WHAT IS ASKED – Write out the records word for word, starting at the line that contains "[segment] thick branch" and ending at the end of the records, with both ends included.

[Region labeling items]
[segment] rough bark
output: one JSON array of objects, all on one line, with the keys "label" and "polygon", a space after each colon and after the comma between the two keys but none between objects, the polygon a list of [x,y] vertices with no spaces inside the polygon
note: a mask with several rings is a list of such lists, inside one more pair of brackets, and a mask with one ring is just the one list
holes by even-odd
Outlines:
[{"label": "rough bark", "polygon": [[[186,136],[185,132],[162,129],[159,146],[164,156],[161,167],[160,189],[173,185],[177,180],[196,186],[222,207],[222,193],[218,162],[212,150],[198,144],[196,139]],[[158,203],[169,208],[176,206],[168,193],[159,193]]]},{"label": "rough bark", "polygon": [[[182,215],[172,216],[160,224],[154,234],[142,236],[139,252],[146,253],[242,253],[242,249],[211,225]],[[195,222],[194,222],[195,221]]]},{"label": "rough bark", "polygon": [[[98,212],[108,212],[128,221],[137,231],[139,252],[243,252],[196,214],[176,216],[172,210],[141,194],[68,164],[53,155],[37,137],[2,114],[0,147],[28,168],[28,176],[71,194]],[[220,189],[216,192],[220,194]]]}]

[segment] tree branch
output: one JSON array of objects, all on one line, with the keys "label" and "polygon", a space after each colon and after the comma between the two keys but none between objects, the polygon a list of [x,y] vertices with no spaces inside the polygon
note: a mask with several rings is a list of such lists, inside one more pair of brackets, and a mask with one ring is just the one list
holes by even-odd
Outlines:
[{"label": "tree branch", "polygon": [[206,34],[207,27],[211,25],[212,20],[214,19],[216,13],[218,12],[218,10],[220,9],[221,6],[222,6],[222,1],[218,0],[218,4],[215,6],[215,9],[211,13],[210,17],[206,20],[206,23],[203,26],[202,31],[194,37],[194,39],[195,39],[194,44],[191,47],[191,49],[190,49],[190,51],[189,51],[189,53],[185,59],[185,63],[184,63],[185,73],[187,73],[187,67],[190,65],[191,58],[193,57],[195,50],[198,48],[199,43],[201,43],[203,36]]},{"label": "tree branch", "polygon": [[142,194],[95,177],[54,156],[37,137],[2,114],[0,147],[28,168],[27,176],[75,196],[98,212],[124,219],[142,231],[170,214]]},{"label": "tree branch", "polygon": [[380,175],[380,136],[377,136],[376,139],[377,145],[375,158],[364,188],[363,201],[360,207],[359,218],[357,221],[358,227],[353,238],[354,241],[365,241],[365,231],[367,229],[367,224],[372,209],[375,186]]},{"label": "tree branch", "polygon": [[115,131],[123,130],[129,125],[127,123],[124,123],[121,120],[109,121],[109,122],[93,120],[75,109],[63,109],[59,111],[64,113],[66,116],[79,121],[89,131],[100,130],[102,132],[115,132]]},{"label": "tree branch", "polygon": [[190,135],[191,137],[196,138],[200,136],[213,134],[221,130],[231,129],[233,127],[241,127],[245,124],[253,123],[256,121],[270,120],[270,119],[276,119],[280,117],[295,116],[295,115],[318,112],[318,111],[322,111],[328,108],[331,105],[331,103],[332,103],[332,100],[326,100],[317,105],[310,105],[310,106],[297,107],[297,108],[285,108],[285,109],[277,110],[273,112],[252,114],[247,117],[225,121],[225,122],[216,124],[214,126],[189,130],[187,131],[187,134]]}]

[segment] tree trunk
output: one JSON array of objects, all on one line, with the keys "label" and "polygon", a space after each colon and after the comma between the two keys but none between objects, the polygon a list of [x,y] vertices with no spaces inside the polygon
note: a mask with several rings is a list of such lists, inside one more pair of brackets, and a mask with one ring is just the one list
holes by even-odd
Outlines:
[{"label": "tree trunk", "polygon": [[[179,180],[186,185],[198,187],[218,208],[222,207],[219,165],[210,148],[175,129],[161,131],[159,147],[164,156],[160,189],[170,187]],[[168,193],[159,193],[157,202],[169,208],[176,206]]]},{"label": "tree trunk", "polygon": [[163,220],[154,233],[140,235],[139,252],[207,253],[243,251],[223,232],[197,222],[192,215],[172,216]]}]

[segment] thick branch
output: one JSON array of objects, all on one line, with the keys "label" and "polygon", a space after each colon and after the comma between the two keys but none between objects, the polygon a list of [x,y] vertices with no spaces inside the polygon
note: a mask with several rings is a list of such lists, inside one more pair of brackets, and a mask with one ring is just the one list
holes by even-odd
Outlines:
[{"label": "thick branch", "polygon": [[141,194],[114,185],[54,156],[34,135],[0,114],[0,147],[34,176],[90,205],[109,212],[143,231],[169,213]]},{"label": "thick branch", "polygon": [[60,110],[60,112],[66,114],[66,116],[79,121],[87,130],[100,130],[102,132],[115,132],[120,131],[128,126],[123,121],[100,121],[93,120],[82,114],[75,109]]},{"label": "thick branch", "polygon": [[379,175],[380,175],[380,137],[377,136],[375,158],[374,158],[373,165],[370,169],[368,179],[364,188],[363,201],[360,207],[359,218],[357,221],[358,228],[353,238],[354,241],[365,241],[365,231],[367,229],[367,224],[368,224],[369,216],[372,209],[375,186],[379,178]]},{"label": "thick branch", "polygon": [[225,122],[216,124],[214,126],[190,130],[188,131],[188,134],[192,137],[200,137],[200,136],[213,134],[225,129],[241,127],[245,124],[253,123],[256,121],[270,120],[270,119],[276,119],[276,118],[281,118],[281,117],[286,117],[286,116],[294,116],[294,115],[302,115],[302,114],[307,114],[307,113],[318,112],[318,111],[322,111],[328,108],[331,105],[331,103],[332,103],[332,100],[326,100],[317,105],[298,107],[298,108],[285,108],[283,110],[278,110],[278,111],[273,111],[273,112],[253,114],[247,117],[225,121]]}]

CORRECT RESPONSE –
[segment] thick branch
output: one JSON array of objects, all on one line, with the keys "label" and "polygon", a space after each colon and after the comma between the two keys but none between objects, the polygon a list of [x,y] vertices with no spaces inside the polygon
note: a mask with several rings is a list of such lists, inside one more pair of brackets, and a mask with one ring is just the one list
holes by even-odd
Outlines:
[{"label": "thick branch", "polygon": [[141,194],[114,185],[54,156],[34,135],[0,114],[0,147],[34,176],[90,205],[109,212],[143,231],[169,213]]},{"label": "thick branch", "polygon": [[60,110],[60,112],[66,114],[66,116],[79,121],[87,130],[100,130],[102,132],[115,132],[120,131],[128,126],[123,121],[100,121],[93,120],[82,114],[75,109]]},{"label": "thick branch", "polygon": [[379,175],[380,175],[380,137],[377,136],[375,158],[374,158],[373,165],[370,169],[368,179],[364,188],[363,201],[360,207],[359,218],[357,221],[358,228],[353,238],[354,241],[365,241],[365,231],[367,229],[367,224],[368,224],[369,216],[372,209],[375,186],[379,178]]},{"label": "thick branch", "polygon": [[225,122],[216,124],[214,126],[190,130],[188,131],[188,134],[192,137],[200,137],[200,136],[213,134],[225,129],[241,127],[245,124],[253,123],[256,121],[270,120],[270,119],[276,119],[276,118],[281,118],[281,117],[286,117],[286,116],[294,116],[294,115],[302,115],[302,114],[307,114],[307,113],[318,112],[318,111],[322,111],[328,108],[331,105],[331,103],[332,103],[332,100],[326,100],[317,105],[298,107],[298,108],[285,108],[283,110],[278,110],[278,111],[273,111],[273,112],[253,114],[247,117],[225,121]]}]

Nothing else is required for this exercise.